>> Begin Record set
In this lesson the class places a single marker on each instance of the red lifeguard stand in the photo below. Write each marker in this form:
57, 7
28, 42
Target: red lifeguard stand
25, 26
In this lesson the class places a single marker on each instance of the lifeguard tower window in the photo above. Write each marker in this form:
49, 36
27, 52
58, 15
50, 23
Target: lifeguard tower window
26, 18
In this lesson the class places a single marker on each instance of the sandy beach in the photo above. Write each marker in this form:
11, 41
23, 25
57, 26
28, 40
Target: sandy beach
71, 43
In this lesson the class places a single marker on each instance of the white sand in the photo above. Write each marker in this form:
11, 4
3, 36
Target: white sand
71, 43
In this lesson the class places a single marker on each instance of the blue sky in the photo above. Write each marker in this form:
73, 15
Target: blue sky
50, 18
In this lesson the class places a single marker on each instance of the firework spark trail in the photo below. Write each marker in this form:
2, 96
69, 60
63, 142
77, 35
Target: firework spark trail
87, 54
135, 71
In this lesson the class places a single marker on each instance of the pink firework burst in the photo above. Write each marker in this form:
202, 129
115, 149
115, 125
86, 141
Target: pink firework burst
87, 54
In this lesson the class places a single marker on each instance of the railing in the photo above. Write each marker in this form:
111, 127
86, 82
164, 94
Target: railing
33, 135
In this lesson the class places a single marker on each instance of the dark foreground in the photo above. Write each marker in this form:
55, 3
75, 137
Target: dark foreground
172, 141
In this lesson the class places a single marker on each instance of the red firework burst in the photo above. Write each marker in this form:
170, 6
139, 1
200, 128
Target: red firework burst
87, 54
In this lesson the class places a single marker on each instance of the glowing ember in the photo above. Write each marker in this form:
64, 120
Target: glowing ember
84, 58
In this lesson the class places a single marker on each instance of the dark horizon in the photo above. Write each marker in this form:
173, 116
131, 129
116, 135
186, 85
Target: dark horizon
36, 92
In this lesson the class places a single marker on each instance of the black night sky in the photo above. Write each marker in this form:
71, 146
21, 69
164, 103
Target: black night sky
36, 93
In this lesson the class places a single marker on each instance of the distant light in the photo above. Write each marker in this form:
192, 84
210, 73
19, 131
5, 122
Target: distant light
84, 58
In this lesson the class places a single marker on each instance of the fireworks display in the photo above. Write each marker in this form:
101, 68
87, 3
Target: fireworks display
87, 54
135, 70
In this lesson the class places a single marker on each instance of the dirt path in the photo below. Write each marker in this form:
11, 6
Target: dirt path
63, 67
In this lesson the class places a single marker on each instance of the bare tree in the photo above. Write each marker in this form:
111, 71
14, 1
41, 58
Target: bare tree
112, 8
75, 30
>> End Record set
[Description of the task]
Format the data above, from the line containing "the dark horizon" through the end of the data, as a Markdown table with the columns Row and Entry. Put a row number in Row and one line in Entry, and leave out blank lines.

[Answer to the task]
| Row | Entry |
|---|---|
| 1 | In this lesson the class places a single marker on each instance of the dark horizon in the photo above. Write each marker in this form: |
| 2 | 173, 116 |
| 3 | 131, 129 |
| 4 | 116, 135 |
| 5 | 186, 85 |
| 6 | Target: dark horizon |
| 7 | 36, 92 |
| 8 | In this lesson the class places a single marker on each instance of the black night sky in the photo above. Write each marker in this form: |
| 9 | 71, 146 |
| 10 | 21, 69 |
| 11 | 164, 103 |
| 12 | Target: black night sky |
| 13 | 36, 93 |
| 14 | In this lesson the class places a single marker on each instance of the distant light in the photo above. Write each marker in this form: |
| 15 | 192, 84 |
| 16 | 210, 73 |
| 17 | 19, 131 |
| 18 | 5, 122 |
| 19 | Target: distant light |
| 20 | 84, 58 |
| 21 | In this lesson the class places a single marker on each instance of the fireworks display in the photo above. Write each marker in this form: |
| 22 | 101, 68 |
| 23 | 87, 3 |
| 24 | Target: fireworks display |
| 25 | 87, 54 |
| 26 | 135, 70 |
| 27 | In this lesson the class places a single marker on each instance of the dirt path in the photo below. Write each marker in this form: |
| 28 | 11, 6 |
| 29 | Target: dirt path |
| 30 | 63, 67 |
| 31 | In this lesson the class places a single marker on each instance of the bare tree in the photo above. Write each marker in this form: |
| 32 | 111, 71 |
| 33 | 14, 1 |
| 34 | 41, 58 |
| 35 | Target: bare tree |
| 36 | 112, 8 |
| 37 | 75, 30 |